-- Begin Supplied text --

Also, some countries may adopt policies which would prevent the Fund from
transferring cash out of the country or withhold portions of interest and
dividends at the source. In addition, there is the possibility of foreign
exchange controls (which may include suspension of the ability to transfer
currency from a given country).

The Fund may be affected either unfavorably or favorably by fluctuations in the
relative rates of exchange between the currencies of different nations, by
exchange control regulations and by indigenous economic and political
developments. Some countries in which the Fund may invest may also have fixed or
managed currencies that are not free-floating against the U.S. dollar. Further,
certain currencies may not be internationally traded. Certain of these
currencies have experienced a steady devaluation relative to the U.S. dollar in
recent years. Any devaluations in the currencies in which the Fund's portfolio
securities are denominated may have a detrimental impact on the Fund.

FOREIGN SECURITIES The Fund has an unlimited right to purchase securities in any
foreign country, developed or developing, if they are listed on a stock
exchange, as well as a limited right to purchase such securities if they are
unlisted. Investors should consider carefully the substantial risks involved in
securities of companies and governments of foreign nations, which are in
addition to the usual risks inherent in domestic investments.

-- End Supplied text --
-- Begin Data extract --

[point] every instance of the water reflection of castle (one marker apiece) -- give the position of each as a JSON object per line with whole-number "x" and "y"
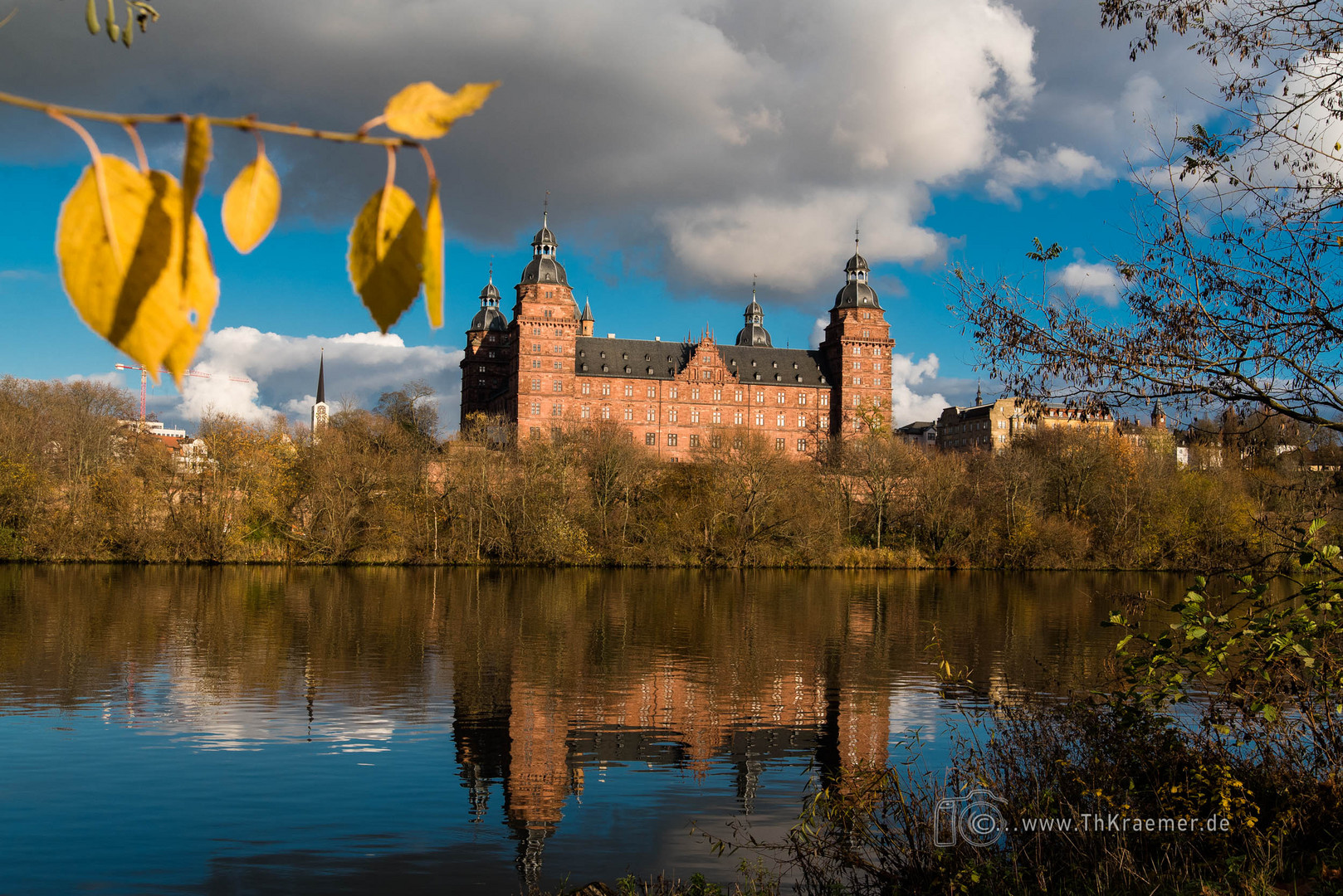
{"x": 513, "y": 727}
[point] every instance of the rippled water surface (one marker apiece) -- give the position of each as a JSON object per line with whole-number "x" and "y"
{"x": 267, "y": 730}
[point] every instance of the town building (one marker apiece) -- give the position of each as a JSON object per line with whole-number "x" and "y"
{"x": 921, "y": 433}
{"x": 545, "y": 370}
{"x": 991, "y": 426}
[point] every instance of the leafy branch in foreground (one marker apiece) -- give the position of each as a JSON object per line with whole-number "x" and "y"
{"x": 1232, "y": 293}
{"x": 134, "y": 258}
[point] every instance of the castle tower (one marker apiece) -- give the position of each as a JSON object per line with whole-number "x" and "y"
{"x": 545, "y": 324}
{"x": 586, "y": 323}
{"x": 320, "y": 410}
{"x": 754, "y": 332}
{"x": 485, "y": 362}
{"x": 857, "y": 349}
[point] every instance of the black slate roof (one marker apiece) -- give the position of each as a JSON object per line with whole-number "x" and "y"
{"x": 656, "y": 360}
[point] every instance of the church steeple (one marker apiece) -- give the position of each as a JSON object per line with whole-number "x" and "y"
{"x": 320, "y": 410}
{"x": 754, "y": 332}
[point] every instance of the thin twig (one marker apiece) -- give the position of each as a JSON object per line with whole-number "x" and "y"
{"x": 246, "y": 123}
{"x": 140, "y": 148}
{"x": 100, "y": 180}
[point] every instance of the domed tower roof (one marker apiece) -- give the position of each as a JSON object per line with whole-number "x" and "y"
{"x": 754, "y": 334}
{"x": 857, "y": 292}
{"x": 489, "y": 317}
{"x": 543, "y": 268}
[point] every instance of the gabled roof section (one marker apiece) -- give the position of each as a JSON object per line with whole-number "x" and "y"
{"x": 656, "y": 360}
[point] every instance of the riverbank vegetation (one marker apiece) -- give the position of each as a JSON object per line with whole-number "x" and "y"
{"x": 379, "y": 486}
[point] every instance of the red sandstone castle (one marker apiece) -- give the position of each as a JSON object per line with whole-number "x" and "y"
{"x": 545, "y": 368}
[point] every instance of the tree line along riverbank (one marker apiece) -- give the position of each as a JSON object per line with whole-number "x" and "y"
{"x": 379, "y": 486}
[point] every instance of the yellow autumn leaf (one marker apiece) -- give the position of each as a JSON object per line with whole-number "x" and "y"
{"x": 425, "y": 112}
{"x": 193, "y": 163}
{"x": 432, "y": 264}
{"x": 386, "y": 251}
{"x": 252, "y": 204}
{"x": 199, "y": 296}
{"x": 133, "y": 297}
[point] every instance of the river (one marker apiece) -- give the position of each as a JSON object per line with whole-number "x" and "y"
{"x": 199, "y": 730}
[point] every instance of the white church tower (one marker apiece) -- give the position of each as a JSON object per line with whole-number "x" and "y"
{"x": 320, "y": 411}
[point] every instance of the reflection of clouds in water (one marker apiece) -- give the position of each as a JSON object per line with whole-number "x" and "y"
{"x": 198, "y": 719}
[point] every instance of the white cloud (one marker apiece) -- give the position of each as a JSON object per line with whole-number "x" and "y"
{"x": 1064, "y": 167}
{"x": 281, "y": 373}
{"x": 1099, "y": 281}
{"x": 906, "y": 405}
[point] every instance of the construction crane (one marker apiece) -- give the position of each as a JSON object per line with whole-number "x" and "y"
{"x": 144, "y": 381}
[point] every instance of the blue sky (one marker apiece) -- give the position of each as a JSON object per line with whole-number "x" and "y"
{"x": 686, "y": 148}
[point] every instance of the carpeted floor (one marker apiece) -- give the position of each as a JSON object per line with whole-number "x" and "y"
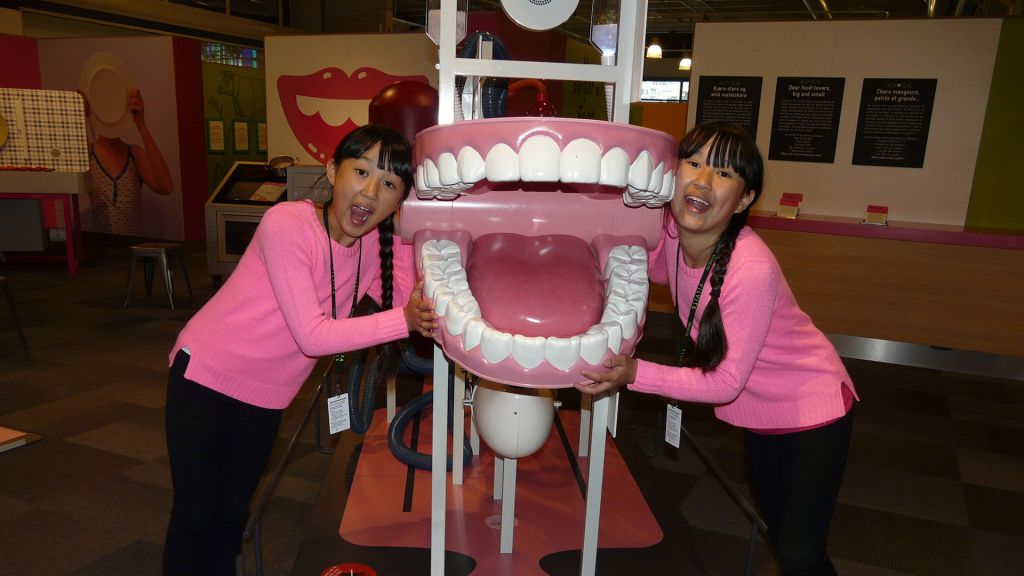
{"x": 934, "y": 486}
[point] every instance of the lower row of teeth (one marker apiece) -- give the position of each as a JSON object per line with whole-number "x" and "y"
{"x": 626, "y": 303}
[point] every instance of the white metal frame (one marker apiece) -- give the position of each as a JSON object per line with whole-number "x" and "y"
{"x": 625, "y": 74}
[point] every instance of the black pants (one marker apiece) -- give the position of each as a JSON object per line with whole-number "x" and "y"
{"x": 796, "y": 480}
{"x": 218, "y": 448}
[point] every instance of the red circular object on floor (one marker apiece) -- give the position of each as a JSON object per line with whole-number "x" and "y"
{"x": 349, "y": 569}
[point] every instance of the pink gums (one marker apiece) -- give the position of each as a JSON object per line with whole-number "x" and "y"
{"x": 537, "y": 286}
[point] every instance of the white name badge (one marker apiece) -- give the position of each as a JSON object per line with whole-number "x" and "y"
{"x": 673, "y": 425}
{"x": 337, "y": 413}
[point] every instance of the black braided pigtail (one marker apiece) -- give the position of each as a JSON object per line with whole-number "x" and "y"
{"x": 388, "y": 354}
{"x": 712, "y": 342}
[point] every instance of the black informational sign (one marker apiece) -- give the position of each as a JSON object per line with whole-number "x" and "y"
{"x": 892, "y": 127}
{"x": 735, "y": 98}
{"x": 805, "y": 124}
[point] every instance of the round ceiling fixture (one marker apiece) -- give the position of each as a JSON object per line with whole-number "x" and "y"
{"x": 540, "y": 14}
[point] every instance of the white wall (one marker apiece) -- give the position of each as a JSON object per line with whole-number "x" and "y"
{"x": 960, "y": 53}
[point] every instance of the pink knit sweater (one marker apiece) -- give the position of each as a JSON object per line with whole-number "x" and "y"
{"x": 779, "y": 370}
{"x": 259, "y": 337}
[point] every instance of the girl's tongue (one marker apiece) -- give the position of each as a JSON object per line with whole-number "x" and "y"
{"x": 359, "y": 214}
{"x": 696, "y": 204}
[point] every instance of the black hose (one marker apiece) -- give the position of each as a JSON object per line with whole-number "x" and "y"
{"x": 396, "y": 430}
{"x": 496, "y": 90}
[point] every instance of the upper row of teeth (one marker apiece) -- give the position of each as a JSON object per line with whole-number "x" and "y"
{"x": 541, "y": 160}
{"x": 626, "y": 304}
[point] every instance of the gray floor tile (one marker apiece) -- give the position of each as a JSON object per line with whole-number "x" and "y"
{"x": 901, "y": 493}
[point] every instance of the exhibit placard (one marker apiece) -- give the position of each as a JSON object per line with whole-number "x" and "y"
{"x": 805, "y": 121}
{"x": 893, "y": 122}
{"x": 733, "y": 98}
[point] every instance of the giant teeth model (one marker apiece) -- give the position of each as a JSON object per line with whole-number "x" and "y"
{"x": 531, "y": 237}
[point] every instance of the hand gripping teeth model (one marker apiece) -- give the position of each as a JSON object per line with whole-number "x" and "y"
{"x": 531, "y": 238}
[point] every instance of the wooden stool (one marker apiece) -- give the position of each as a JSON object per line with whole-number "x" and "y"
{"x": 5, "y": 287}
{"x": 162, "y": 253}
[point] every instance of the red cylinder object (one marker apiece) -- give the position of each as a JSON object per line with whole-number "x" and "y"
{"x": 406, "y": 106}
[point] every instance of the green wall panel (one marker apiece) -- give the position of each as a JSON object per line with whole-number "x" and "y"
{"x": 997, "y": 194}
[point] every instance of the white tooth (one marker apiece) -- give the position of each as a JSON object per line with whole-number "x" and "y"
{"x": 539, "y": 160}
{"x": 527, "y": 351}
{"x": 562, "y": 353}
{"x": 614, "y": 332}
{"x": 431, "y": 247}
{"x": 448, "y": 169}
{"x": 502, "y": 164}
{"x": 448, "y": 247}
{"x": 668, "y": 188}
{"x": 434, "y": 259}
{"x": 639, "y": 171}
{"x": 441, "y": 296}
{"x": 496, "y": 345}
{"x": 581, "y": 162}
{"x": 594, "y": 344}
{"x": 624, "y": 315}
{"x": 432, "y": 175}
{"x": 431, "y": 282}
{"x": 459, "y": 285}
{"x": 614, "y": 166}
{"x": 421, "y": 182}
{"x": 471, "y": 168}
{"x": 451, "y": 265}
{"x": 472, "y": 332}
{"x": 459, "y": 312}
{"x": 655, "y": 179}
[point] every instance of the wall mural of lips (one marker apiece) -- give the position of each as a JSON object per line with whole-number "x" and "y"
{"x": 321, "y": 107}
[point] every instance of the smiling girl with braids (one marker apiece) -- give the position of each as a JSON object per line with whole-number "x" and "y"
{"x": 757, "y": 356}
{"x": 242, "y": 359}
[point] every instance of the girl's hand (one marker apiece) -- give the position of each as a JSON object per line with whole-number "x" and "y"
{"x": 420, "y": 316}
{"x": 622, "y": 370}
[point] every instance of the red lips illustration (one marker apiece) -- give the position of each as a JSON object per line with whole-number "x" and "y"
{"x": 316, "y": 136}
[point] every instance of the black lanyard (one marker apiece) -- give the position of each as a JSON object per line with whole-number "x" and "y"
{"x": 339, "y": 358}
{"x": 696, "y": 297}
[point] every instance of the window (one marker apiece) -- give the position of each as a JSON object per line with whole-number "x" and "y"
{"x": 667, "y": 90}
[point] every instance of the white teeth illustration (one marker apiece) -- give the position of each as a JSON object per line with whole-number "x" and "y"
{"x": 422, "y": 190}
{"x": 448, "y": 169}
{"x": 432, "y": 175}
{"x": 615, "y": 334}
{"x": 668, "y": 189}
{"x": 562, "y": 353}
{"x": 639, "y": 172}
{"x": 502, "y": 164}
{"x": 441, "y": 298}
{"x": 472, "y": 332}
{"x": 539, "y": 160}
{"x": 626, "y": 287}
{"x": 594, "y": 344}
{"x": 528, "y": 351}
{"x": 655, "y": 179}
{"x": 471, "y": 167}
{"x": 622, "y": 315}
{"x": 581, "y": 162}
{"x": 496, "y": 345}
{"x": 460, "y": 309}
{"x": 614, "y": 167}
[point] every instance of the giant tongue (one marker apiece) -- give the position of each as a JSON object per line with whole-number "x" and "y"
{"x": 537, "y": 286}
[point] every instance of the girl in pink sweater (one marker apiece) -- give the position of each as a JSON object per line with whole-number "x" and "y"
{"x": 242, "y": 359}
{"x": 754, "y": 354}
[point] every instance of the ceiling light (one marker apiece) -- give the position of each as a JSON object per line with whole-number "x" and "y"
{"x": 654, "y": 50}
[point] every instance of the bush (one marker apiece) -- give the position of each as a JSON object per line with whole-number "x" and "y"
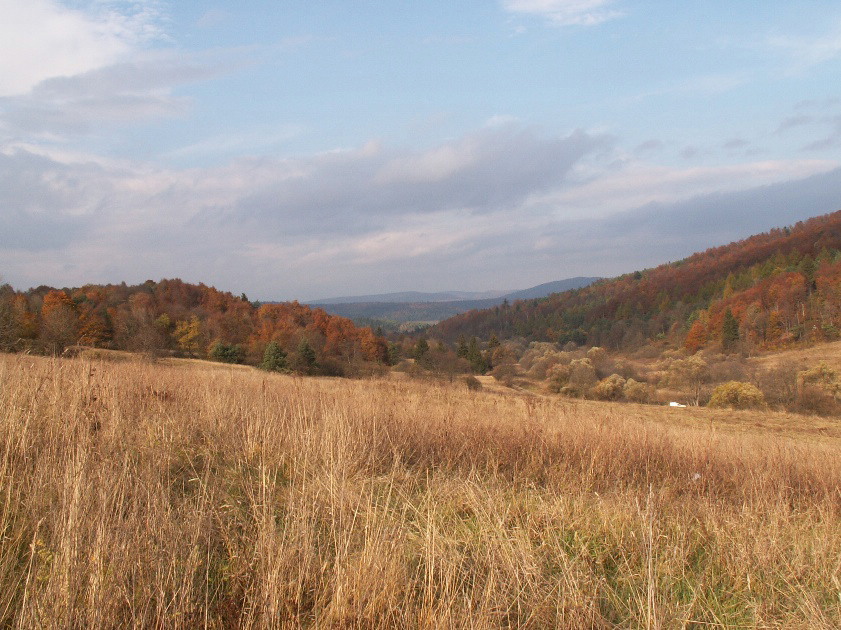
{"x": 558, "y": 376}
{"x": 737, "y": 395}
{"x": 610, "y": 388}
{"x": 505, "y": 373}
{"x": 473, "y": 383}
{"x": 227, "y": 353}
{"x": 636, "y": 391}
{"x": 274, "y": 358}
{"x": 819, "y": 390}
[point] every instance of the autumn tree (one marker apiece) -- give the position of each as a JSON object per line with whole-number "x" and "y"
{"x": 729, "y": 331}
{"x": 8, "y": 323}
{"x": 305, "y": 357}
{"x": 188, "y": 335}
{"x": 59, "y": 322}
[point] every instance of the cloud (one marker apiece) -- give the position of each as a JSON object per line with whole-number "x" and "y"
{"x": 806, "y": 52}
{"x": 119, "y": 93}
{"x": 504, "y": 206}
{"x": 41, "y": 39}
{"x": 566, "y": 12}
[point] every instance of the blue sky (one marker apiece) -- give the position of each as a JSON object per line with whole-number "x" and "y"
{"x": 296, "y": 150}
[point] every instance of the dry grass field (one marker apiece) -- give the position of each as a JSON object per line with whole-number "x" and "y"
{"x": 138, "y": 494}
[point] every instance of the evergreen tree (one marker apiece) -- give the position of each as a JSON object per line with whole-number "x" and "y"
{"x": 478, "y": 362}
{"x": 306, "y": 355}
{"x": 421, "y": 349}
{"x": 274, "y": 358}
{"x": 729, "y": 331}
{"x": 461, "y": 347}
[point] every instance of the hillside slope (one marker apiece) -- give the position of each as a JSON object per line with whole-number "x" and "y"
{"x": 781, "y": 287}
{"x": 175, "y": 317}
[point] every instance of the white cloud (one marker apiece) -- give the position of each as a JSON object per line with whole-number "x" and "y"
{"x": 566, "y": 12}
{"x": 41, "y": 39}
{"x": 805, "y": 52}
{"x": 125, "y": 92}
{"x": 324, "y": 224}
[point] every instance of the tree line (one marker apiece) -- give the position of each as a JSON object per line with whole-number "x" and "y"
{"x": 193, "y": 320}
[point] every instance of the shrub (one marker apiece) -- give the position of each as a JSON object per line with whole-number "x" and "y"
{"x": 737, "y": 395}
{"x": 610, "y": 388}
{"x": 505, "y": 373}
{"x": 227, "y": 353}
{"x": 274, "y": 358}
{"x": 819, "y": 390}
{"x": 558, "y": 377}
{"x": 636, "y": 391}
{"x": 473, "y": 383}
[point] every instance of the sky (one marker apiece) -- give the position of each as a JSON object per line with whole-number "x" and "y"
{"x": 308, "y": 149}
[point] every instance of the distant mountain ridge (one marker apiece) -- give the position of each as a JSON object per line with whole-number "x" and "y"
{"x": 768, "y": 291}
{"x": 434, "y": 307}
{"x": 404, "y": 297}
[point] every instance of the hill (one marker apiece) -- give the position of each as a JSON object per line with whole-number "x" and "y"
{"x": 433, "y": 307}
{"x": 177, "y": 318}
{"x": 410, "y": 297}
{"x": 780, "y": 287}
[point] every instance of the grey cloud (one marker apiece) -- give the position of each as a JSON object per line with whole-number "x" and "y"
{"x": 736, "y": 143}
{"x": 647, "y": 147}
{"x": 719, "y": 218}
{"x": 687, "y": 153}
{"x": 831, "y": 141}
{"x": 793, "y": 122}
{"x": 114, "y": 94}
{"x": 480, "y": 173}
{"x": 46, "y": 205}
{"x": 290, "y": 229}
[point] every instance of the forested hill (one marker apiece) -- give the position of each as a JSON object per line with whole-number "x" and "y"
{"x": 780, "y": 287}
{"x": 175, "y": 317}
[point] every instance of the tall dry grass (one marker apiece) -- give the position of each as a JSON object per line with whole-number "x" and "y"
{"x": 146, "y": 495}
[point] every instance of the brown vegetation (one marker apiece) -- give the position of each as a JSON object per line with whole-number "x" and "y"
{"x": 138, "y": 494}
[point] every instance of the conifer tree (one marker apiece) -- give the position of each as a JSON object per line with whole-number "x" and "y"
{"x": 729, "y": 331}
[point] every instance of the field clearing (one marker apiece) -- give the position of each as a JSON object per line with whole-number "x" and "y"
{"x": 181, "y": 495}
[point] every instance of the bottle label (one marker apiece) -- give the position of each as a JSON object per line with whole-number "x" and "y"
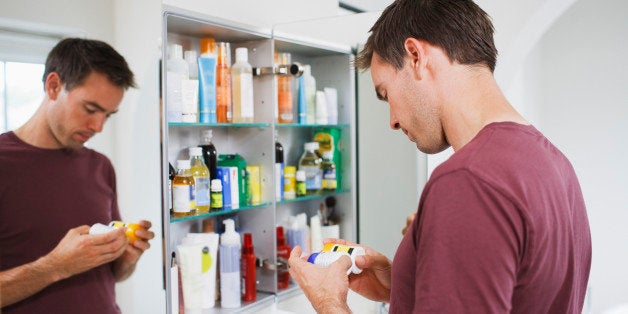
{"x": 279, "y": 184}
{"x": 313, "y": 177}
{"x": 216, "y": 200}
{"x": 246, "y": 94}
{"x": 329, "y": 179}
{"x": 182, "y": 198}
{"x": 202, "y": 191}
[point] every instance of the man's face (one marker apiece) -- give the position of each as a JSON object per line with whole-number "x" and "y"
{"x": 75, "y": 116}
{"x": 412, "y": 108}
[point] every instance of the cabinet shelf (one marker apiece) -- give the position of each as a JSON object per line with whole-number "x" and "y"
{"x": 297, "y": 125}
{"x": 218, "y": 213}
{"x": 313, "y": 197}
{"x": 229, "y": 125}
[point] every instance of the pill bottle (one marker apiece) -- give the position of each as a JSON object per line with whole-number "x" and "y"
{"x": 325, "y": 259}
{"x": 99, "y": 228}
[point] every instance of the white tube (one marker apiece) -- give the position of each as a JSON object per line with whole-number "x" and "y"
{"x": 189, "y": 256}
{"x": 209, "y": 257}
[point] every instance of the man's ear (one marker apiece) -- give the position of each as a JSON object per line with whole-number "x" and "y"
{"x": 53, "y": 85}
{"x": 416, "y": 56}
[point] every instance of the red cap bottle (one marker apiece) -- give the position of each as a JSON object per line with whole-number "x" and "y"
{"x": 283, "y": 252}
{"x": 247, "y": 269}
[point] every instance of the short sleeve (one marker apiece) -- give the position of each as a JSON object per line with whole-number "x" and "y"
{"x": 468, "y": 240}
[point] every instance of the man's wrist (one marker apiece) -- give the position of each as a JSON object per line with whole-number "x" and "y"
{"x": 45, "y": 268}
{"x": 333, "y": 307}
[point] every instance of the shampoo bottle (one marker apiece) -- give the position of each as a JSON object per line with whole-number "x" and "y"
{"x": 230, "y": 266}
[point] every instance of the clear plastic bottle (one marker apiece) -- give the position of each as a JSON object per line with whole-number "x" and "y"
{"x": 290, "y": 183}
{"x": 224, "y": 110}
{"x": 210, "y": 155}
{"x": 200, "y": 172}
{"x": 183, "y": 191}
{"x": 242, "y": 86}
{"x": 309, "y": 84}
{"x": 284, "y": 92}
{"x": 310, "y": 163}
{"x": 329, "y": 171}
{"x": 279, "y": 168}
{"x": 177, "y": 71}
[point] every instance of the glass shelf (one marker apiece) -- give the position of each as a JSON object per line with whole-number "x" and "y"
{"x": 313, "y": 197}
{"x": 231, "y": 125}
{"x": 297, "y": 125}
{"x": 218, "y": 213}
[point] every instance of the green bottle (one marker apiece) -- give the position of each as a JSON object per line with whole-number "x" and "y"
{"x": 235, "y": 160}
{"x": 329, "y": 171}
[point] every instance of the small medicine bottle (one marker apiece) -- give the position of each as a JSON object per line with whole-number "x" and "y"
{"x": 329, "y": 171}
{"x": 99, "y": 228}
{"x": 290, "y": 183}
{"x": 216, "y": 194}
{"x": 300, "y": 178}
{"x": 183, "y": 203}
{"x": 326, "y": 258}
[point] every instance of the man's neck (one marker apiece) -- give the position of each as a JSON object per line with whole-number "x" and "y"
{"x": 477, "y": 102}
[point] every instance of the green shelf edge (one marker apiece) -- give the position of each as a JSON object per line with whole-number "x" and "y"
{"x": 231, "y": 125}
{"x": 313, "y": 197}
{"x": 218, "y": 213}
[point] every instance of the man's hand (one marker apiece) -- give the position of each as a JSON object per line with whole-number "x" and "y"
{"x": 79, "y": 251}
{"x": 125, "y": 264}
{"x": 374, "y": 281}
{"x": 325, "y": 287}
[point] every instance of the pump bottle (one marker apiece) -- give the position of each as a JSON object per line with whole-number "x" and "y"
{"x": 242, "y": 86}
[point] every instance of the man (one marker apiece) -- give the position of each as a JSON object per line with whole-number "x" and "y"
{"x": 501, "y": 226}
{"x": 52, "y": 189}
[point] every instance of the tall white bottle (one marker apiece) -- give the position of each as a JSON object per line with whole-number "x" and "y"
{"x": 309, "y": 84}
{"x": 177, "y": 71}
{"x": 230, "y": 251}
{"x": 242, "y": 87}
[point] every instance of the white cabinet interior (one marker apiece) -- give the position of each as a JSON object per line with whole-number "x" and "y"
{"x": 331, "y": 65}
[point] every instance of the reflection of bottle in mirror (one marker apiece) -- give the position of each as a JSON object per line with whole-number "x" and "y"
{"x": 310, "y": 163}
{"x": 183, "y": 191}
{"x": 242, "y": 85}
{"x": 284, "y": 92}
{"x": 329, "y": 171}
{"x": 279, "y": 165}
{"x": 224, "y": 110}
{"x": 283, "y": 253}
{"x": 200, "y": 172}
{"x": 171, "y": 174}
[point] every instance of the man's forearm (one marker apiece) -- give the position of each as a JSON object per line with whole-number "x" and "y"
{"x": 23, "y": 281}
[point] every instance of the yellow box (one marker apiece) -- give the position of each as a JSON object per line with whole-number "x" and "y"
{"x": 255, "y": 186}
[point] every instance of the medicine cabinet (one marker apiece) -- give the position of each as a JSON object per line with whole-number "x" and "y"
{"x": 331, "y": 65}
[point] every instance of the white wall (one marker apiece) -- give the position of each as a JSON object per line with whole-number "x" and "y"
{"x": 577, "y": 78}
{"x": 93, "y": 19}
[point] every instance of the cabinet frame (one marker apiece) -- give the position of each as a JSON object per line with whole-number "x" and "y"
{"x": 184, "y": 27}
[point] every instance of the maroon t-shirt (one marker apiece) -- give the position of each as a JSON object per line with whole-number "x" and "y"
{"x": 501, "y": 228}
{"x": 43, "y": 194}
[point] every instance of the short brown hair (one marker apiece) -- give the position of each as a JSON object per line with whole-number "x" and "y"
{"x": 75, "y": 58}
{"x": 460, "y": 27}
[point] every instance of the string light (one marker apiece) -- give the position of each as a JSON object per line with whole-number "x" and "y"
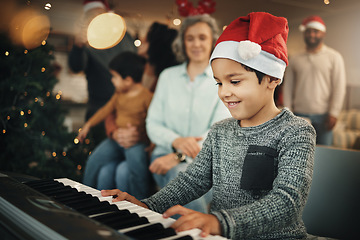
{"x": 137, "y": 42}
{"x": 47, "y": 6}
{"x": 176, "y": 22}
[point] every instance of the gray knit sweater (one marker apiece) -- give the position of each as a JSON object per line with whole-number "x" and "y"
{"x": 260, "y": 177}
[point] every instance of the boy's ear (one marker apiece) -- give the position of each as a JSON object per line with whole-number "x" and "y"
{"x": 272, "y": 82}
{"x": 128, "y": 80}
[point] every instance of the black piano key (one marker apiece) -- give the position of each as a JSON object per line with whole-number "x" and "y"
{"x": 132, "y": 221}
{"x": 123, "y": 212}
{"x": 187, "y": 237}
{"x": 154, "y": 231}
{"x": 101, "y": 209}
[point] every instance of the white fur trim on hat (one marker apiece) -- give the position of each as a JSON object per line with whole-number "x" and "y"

-- End Data extract --

## Exercises to complete
[A] According to the passage on foreign investment risks, under what condition does the Fund have an unlimited right to buy securities in a foreign country?
[B] Retype the part of the passage on foreign investment risks that opens with the words containing "FOREIGN SECURITIES The" and closes with "in domestic investments.".
The records are separate material, apart from the passage on foreign investment risks.

## The replies
[A] The securities must be listed on a stock exchange.

[B]
FOREIGN SECURITIES The Fund has an unlimited right to purchase securities in any
foreign country, developed or developing, if they are listed on a stock
exchange, as well as a limited right to purchase such securities if they are
unlisted. Investors should consider carefully the substantial risks involved in
securities of companies and governments of foreign nations, which are in
addition to the usual risks inherent in domestic investments.